**Exercise aim**: According to the text on Belgium's chemical munitions, what was the estimated cost of repairing the dismantlement installation?

**Text for analysis**:
The discovery of the potentially large volume buried (presumably chemical) munition at Moorslede naturally raised questions about the Belgian Armed Forces’ capacity to dismantle them. In passing, the Defence Ministry mentioned that the destroyed installation to dismantle shells filled with liquid warfare agents had not yet been replaced. The ministry’s spokeswoman assured that the Poelkapelle site has sufficient safe storage space until 2016 (which is probably true, given the way the munition had been stored before the construction of the dismantlement facility). However, she also immediately engaged in a typical Belgian blame game: the regions did not cough up the money to have the installation repaired.
Just a little word of explanation here. Virtually everybody is aware of the linguistic divisions in Belgium. One way of managing conflicts has been to create three regions: the Flemish, Walloon and Brussels regions. They enjoy considerable autonomy in the organisation of economic affairs and have exclusive competences in environmental matters. The latter aspect explains why Belgium required four ratifications of the Chemical Weapons Convention by the federal and the three regional parliaments. However, the chemical weapon problem is essentially a Flemish one as the First World War frontline ran almost exclusively through the province of West Flanders. Now of course, why should the two other regions assist the wealthiest region of the three?
In addition, the Ministry of Defence is a federal department and it bears responsibility for the dismantlement of the old chemical munitions. A unit of the Armed Forces undertakes the task inside a military domain. So, why should Flanders chip in? Net outcome: installation out of action for more than 20 months.
Supposedly without public knowledge.
A reader of my original blog posting alerted me to the reply to a parliamentary question by Defence Minister De Crem of 21 January 2014, who explained that a German 150mm shell filled with a chemical warfare agents detonated while being bored. Estimated cost to repair the installation was €1.7 million; having it replaced with the latest technology carried a price tag of up to €4 million. He added that the Defence Ministry did not have such funds available, hence the request to the three regions. De Crem noted that only the Walloon region has expressed its willingness to discuss the issue.

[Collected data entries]
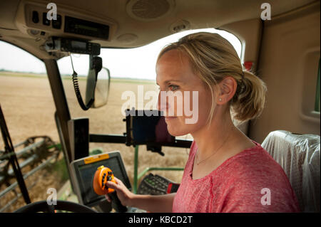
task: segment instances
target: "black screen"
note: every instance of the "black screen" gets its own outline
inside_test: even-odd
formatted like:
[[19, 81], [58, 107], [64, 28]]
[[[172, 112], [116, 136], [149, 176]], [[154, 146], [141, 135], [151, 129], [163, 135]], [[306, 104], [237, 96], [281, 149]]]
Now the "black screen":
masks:
[[167, 130], [163, 116], [130, 116], [132, 142], [136, 144], [170, 143], [175, 137]]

**Your solution**: The estimated repair cost was €1.7 million.